Task to complete: Could each entry be returned exactly as it appears?

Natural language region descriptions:
■ ■ ■ ■
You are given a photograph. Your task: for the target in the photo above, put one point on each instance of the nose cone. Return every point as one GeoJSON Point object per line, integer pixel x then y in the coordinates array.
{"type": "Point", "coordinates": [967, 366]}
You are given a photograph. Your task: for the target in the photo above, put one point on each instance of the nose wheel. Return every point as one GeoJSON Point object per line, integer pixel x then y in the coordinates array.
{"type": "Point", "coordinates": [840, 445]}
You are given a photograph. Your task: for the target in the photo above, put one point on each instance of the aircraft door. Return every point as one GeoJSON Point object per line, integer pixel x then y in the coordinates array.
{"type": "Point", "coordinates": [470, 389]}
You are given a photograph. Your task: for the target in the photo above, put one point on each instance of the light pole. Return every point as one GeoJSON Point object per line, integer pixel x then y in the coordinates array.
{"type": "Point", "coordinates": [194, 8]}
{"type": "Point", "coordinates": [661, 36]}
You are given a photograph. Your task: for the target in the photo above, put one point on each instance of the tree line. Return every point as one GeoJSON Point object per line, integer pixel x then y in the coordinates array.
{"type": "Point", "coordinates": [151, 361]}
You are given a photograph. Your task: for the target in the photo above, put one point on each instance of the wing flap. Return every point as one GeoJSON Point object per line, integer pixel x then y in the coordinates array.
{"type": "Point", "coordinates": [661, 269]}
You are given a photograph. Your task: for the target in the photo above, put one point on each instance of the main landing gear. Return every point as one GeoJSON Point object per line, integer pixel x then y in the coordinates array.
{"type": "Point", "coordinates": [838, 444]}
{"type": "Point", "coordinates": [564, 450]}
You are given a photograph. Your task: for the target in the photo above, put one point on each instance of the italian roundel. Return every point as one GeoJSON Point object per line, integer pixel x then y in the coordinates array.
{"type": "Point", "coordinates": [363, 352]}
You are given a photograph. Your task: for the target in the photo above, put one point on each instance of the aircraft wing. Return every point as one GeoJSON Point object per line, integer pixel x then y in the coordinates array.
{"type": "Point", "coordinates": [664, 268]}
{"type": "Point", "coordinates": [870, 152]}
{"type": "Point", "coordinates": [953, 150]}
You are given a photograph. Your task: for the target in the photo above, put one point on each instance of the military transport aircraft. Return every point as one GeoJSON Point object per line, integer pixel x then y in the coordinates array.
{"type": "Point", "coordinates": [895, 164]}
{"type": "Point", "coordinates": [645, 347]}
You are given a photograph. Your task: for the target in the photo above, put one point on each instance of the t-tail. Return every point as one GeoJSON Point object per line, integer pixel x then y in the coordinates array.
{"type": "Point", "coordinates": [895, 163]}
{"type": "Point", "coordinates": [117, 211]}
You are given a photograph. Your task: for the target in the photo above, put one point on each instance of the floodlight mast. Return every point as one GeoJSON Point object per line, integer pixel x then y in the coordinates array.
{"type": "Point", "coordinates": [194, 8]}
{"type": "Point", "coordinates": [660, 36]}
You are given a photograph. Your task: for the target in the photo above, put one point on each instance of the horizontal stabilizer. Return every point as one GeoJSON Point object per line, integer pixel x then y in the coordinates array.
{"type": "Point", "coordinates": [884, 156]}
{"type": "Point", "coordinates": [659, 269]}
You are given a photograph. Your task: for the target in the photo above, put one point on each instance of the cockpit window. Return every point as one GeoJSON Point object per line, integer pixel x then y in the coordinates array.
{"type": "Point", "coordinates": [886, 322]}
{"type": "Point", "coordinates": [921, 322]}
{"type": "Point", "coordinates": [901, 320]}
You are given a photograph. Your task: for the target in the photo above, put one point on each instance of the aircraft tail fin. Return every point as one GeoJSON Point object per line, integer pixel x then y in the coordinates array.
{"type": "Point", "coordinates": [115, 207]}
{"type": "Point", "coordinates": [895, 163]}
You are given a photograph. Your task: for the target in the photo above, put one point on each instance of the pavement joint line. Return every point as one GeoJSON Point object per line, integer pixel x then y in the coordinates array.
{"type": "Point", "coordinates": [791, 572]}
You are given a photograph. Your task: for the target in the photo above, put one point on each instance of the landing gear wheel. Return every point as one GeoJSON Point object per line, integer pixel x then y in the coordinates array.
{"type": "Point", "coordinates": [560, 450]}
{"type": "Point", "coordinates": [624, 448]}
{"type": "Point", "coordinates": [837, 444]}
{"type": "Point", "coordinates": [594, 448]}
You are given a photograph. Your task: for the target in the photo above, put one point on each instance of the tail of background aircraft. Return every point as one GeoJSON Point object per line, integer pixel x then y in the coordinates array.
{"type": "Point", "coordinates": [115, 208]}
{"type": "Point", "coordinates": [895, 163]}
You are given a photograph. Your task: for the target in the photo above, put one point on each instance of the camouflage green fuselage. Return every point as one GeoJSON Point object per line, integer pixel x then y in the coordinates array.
■ ■ ■ ■
Task result:
You are given a photograph. Your task: for the target in the photo above, put one point on each instance of the nose cone. Return every point as one GeoJSON Point object per line, integer pixel x then y in the coordinates array.
{"type": "Point", "coordinates": [967, 366]}
You are given a photograph. Your task: for the target in the photo above, put one point on each instance of the nose wheel. Return every point as one GeoJSON Point object per line, integer pixel x then y in the coordinates array.
{"type": "Point", "coordinates": [840, 445]}
You are given a photograph. Your task: for the target in the photo above, put one point on each instance of the aircraft door. Return every point as one GeoJSON Point object per line, integer pixel x then y in the coordinates array.
{"type": "Point", "coordinates": [470, 389]}
You are given a photograph. Your task: for the target in the photo above, put one point on each instance of the light pole. Return every point as one GeoJSON Point object per line, integer pixel x then y in the coordinates array.
{"type": "Point", "coordinates": [194, 8]}
{"type": "Point", "coordinates": [661, 36]}
You are given a photograph. Your task: for the target in the photo above, put one point on each instance of the tree line. Return every point as one GeoJSON Point object per line, integer pixel x then y in the coordinates array.
{"type": "Point", "coordinates": [151, 361]}
You are given a photograph. Your task: for the target in the photo above, put one point on each instance of the wing flap. Return every point as one GeoJSON Point object per line, integer pixel x then y in the coordinates array.
{"type": "Point", "coordinates": [661, 269]}
You are given a photograph. Your task: for the target in the photo above, put one point on each instance of the main landing gear. Return every point as one GeoJSON Point object per line, integer pixel x then y in the coordinates array.
{"type": "Point", "coordinates": [838, 444]}
{"type": "Point", "coordinates": [564, 450]}
You are given a photograph. Your task: for the target in the photo above, put one point on each instance of the italian roundel. Return every point as one GeoJSON Point object per line, integer pixel x then y in the coordinates array.
{"type": "Point", "coordinates": [363, 352]}
You are given a photograph. Your task: for the target in the photo above, put one point on each instance of the aircraft wing. Return every point as one GeoJSON Point object per line, integer pixel x then y in the coordinates array.
{"type": "Point", "coordinates": [664, 268]}
{"type": "Point", "coordinates": [870, 152]}
{"type": "Point", "coordinates": [953, 150]}
You are given a photograph. Your task: for the target in the photo above, put one point on each instance of the military transport aircraft. Return every point as one GeoJSON Point object per line, integer pixel x then y in the coordinates array.
{"type": "Point", "coordinates": [895, 164]}
{"type": "Point", "coordinates": [645, 347]}
You are given a photograph. Your task: for the target in the photo above, put one point on each instance of the t-tail. Return every point as one GeoJSON Point object per line, integer pixel x then y in the coordinates array.
{"type": "Point", "coordinates": [895, 163]}
{"type": "Point", "coordinates": [117, 211]}
You are given a photograph. Your task: for the target in the photo above, put one point on each instance of the floodlight mast. Return every point as one GeoJSON Point object per line, integer pixel x then y in the coordinates array.
{"type": "Point", "coordinates": [194, 8]}
{"type": "Point", "coordinates": [660, 36]}
You are given a photograph. Your task: for the target in the photo above, put one point on each instance of the horizontal stabilizer. Return every point as one GeoJSON Point object per line, integer pixel x then y in the coordinates array.
{"type": "Point", "coordinates": [884, 156]}
{"type": "Point", "coordinates": [659, 269]}
You are given a photograph. Your task: for the target in the photo above, put one point on each instance of the cockpit window. Return every point as one GeoJSON Point object per line, integer pixel x then y in the coordinates array.
{"type": "Point", "coordinates": [886, 322]}
{"type": "Point", "coordinates": [921, 322]}
{"type": "Point", "coordinates": [901, 320]}
You are given a photograph. Your task: for the target in the photo above, put one point on each instance of the aircraft tail fin. Return every point as one GeoJSON Point object per line, integer pixel x then y in the coordinates array.
{"type": "Point", "coordinates": [115, 207]}
{"type": "Point", "coordinates": [895, 163]}
You are given a photograph. Your task: for the target in the photo above, put one point on each instance of the pavement joint line. Return every point as one GeoJSON Point object per line, integer pixel x then y in the coordinates array.
{"type": "Point", "coordinates": [791, 572]}
You are given a photograph. Your task: for the target in the photo above, put one point on each instance of the landing gear wheel. Return every point as one GeoJSON Point object per line, integer pixel x then y in the coordinates array.
{"type": "Point", "coordinates": [560, 450]}
{"type": "Point", "coordinates": [624, 448]}
{"type": "Point", "coordinates": [837, 444]}
{"type": "Point", "coordinates": [594, 448]}
You are given a photograph. Your task: for the target in the photo above, put one point on each instance of the tail of background aircraft. Return every point as one GeoJSON Point object per line, integer pixel x then y in the coordinates array.
{"type": "Point", "coordinates": [115, 208]}
{"type": "Point", "coordinates": [895, 163]}
You are given a photograph. Your task: for the target in the photo above, put one point on each instance of the camouflage green fuselage. Return every point as one GeoJSON Point object per line, integer pixel x then y in the coordinates array.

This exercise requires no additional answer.